The answer is the full set of records, given again exactly and without images.
"""
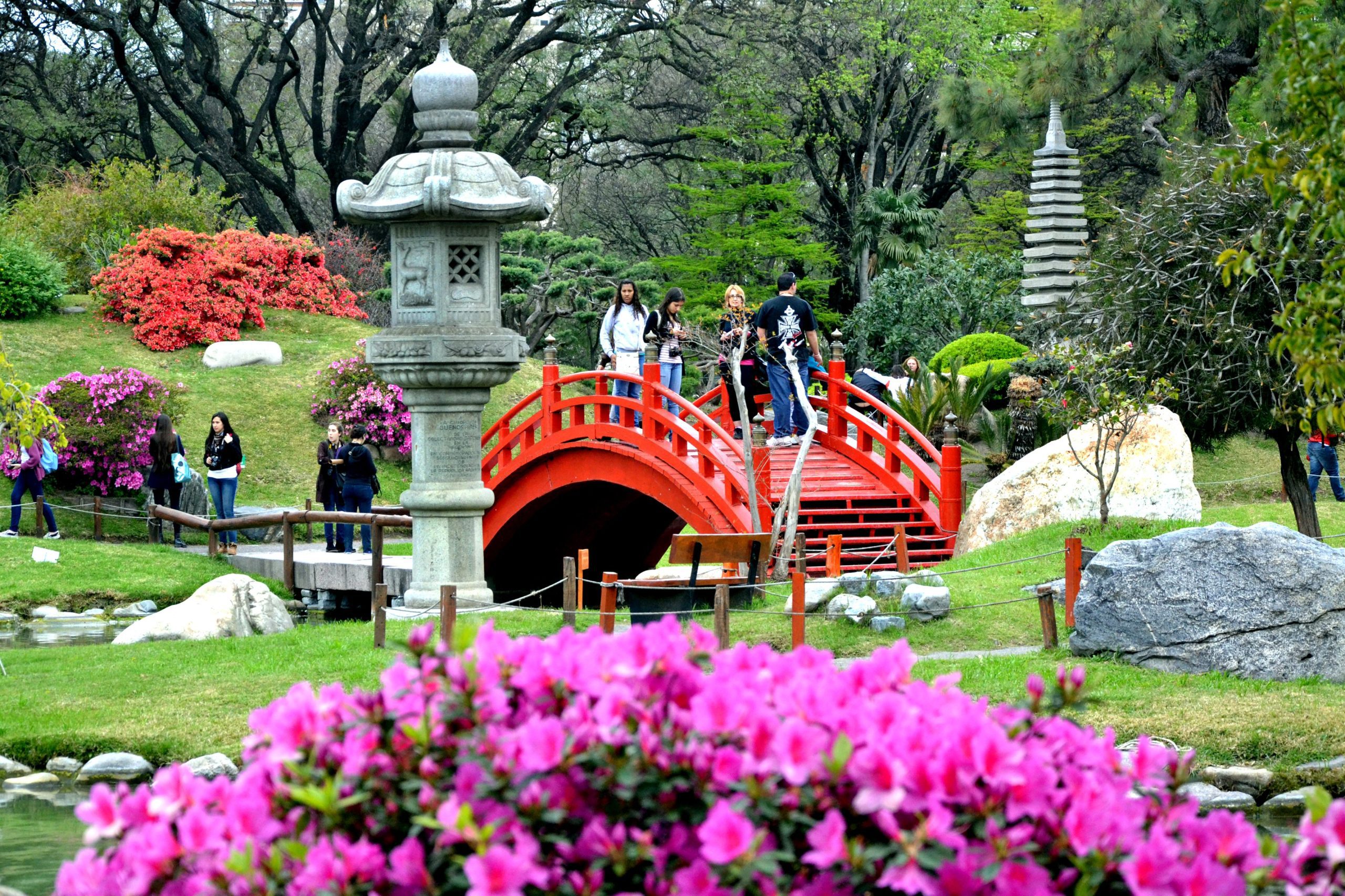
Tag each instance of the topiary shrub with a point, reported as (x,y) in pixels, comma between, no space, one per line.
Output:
(977,348)
(349,392)
(32,282)
(588,765)
(107,419)
(179,288)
"""
• [TASK OUTPUT]
Tag each instance of the topiary shrub with a point, reported as (x,y) in pixels, comma between, no space, one per line.
Output:
(977,348)
(349,392)
(32,282)
(588,765)
(107,419)
(179,288)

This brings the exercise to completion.